Opdracht :: Herhaal woord voor woord het stuk uit de tekst over het liturgisch jaar dat begint bij "De feesten en" en eindigt bij "en gaande houdt.".

Tekstblok ::
══════════

De feesten en bijzondere dagen zijn voor ons als gelovigen orientatiepunten en richtingwijzers. Ze voorkomen dat we verdwalen in de tijd. Ze voorkomen dat we het gevoel hebben in een kringetje rond te lopen.
Vandaag begint dus het liturgisch jaar met zijn feesten en bijzondere dagen opnieuw. Het liturgisch jaar bepaalt ons bij de grote heilsfeiten. We staan stil bij Gods grote daden. Zoals een bekend lied uit ons tijd zegt: 1)
Hoort hoe God met mensen omgaat,
hoe Hij zijn belofte houdt,
die de mens van den beginne
adem geeft en gaande houdt.
Hoort hoe God met mensen omgaat
hoe wij Hem ter harte gaan
die ook hier tot ons zal spreken
als wij vragen naar zijn Naam
Het liturgisch jaar verhaalt ons telkens opnieuw van de Schepping, van de Verlossing, en de Verwachting van Gods koninkrijk en het eeuwige leven. Elk seizoen, elke maand, elke week, elke zondag bepaalt het liturgisch jaar ons bij de grote vragen: waar we vandaan komen, waar we naar toe gaan. Hoe we omgaan met het lijden. Hoe we dankbaar kunnen zijn voor het goede. Waar we hoop uit mogen putten. Waar we voor moeten waken, en waar we op kunnen bouwen.
Op een heel bijzondere manier verbindt het liturgisch jaar ons met Jezus Christus want hij is het middelpunt van het liturgisch jaar. Zoals het al geciteerde lied verkondigt:
Hoort hoe God met mensen omgaat
hoe Hij ons een Dienaar zond
die met liefde als zijn wapen
ons voorgoed aan zich verbond.
Vanaf Abraham hebben mensen uitgezien naar zijn komst, zijn geboorte in onze wereld. Profeten hebben hem en de Messiaanse tijd verkondigd. Zoals bijvoorbeeld Jesaja (1e lezing 2)) : “Op het einde der dagen zal de berg waarop de tempel van de Heer staat, oprijzen en uitsteken boven alle heuvels. Alle volken zullen er heen stromen”.

══════════

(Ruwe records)
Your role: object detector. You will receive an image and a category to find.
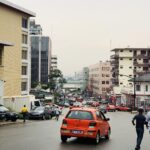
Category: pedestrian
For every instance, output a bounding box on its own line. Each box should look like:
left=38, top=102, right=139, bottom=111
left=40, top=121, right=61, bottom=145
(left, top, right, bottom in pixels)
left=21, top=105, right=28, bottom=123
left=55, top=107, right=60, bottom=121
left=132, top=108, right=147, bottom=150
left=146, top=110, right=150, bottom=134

══════════

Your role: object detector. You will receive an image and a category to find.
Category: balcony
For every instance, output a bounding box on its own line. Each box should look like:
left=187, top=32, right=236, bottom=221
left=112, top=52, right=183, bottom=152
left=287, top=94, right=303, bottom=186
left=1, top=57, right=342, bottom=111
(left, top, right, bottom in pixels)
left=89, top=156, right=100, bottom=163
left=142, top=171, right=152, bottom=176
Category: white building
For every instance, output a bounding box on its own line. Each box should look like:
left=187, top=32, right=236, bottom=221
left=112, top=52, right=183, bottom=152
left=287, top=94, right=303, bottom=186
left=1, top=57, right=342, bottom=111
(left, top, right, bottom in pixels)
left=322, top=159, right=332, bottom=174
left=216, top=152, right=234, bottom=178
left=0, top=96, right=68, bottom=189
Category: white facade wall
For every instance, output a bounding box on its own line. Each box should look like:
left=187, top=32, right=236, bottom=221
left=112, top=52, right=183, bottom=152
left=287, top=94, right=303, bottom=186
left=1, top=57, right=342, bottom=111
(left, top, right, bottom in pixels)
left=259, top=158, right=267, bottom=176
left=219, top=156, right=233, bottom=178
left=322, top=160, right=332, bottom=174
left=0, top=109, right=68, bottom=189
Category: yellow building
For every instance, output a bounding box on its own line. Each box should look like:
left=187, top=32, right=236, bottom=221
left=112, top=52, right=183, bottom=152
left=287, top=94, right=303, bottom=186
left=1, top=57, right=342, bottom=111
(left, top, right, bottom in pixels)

══════════

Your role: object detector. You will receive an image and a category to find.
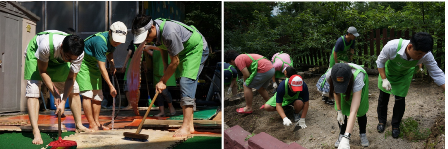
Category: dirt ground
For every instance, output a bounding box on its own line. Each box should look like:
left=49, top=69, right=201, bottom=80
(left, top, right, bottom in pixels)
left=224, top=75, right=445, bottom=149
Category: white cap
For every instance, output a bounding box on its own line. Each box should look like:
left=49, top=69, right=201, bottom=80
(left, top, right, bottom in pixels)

══════════

Volledige uitwerking ::
De feesten en bijzondere dagen zijn voor ons als gelovigen orientatiepunten en richtingwijzers. Ze voorkomen dat we verdwalen in de tijd. Ze voorkomen dat we het gevoel hebben in een kringetje rond te lopen.
Vandaag begint dus het liturgisch jaar met zijn feesten en bijzondere dagen opnieuw. Het liturgisch jaar bepaalt ons bij de grote heilsfeiten. We staan stil bij Gods grote daden. Zoals een bekend lied uit ons tijd zegt: 1)
Hoort hoe God met mensen omgaat,
hoe Hij zijn belofte houdt,
die de mens van den beginne
adem geeft en gaande houdt.